**SELECTED EXTRACT:**
Optimum Serious Mass: This baby has 1250 kcal by itself so when I add milk and a 2tlb sp of peanut butter I can obtain a higher caloric intake for the day.
100% Optimum Casein: I consume this before I go to bed as it’s slow absorption provides a slow amino acid delivery to my body as I sleep.
Example of Diet:
- Meal 1: 100%Whey Gold Standard Shake +Fruit
- Meal 2: Egg whites, bagels, orange juice
- Pre Training: Creatine, Glutamine, Hydrowhey, BCAA, Speed Stack Pumped N.O.
- Post Training: Creatine, Glutamine, Hydrowhey, BCAA, Maxx Recovery and Carbo Force
- Meal 3: Spaghetti, Tuna
- Meal 4: Serious Mass Weight Gainer Shake
- Meal 5: Ground Beef and Rice
- Meal 6: Casein Shake+Glutamine
What are your max lifts?
This is a question I get a lot and frankly I have never done 1RP or done max lifts. Several reasons for this. My first reason is a I train for bodybuilding and next year I am switching to the new NPC Physique division, I am not a strongmen or powerlifter so lifting extreme heavy weights is simply not part of my sport. A big factor to max lifts is also how well hydrated and fed they are that day. Max lifts can change from one day to another based on how much one ate the day off or how mentally ready they are for that lift.

**STORED RECORDS:**
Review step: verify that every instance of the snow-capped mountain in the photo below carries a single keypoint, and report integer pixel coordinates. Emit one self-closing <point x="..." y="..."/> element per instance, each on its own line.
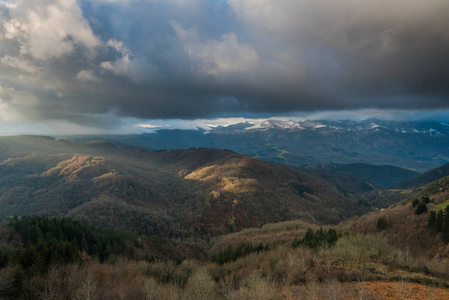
<point x="414" y="145"/>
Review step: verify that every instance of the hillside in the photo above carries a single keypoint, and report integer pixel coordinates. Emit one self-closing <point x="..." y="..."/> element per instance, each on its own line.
<point x="179" y="193"/>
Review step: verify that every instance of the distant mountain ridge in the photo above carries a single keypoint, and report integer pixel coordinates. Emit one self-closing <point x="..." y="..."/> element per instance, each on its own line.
<point x="426" y="178"/>
<point x="419" y="146"/>
<point x="177" y="193"/>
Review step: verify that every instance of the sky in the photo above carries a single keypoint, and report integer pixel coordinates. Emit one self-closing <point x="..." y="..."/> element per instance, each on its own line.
<point x="124" y="66"/>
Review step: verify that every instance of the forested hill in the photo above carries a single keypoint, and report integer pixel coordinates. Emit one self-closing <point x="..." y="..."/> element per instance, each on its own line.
<point x="179" y="193"/>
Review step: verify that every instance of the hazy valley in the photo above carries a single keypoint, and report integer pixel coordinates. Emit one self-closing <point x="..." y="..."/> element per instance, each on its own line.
<point x="229" y="225"/>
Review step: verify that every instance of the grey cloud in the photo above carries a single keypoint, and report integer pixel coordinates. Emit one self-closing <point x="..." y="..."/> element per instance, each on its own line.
<point x="188" y="59"/>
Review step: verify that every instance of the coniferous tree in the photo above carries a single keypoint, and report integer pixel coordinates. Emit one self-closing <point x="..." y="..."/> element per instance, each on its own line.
<point x="439" y="221"/>
<point x="421" y="208"/>
<point x="431" y="221"/>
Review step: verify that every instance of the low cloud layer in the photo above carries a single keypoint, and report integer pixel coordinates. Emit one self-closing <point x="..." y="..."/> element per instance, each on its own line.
<point x="97" y="63"/>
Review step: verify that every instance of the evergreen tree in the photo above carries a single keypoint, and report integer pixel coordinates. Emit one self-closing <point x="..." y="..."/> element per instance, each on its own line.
<point x="439" y="221"/>
<point x="431" y="221"/>
<point x="446" y="225"/>
<point x="421" y="208"/>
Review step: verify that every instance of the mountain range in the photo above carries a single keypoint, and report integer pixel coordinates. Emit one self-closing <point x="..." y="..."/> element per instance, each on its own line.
<point x="418" y="146"/>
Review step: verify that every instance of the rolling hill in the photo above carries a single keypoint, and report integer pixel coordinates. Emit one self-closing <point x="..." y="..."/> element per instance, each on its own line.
<point x="177" y="193"/>
<point x="418" y="146"/>
<point x="426" y="178"/>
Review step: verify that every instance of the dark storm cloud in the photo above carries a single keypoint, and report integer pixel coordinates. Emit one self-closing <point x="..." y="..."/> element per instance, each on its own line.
<point x="76" y="61"/>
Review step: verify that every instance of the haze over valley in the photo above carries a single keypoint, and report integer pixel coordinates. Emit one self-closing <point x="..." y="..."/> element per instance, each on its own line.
<point x="238" y="149"/>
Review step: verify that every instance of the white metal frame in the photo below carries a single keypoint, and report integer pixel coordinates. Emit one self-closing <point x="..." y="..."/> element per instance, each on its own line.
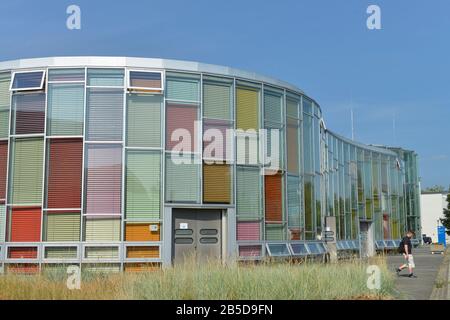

**WHAT YOU WILL DO:**
#1 Return the part of the bodybuilding diet text that begins at the words "This is a question" and stops after "for that lift.", copied word for word.
#2 Resume the text on supplements, diet, and max lifts, picking up right after its last sentence.

**THE RESPONSES:**
#1
This is a question I get a lot and frankly I have never done 1RP or done max lifts. Several reasons for this. My first reason is a I train for bodybuilding and next year I am switching to the new NPC Physique division, I am not a strongmen or powerlifter so lifting extreme heavy weights is simply not part of my sport. A big factor to max lifts is also how well hydrated and fed they are that day. Max lifts can change from one day to another based on how much one ate the day off or how mentally ready they are for that lift.

#2
Opinion on the run of the mill “Bulk & cut” way of training
Until a couple of months ago I was a firm believes that in order to succeed in the sport of bodybuilding one would have to bulk up in the off-season and then trim down. However now I am a FIRM believes of trying to stay leaner all year round. There are several benefits to this. First it’s healthier to keep a weight that our bodies are used too, healthier for the joints, ligaments, skin and much more. Secondly it’s a lot easier to diet down away from a shoot or show 6 weeks or less than it is to do 10-12 weeks. Honestly if one can stay lean enough that they would only have to diet for 4 weeks or less I am sure that would make life a lot easier. I like seeing my muscle separation and striations during my off-season. It’s a bit more work having to clean leaner during the off-season but it’s worth the while in my opinion.
Who is your favourite bodybuilder?
My favourite bodybuilders have always been the more aesthetically balanced type. Not always the most massive but with well proportioned bodies that were conditioned and symmetrical. For that reason I have always aspired IFBB Pro Stan Mcquay and Dan Decker. Lately though because of my transition of sports from bodybuilding to Physique I have kept my eye on a lot of fitness
What was it like winning your pro card?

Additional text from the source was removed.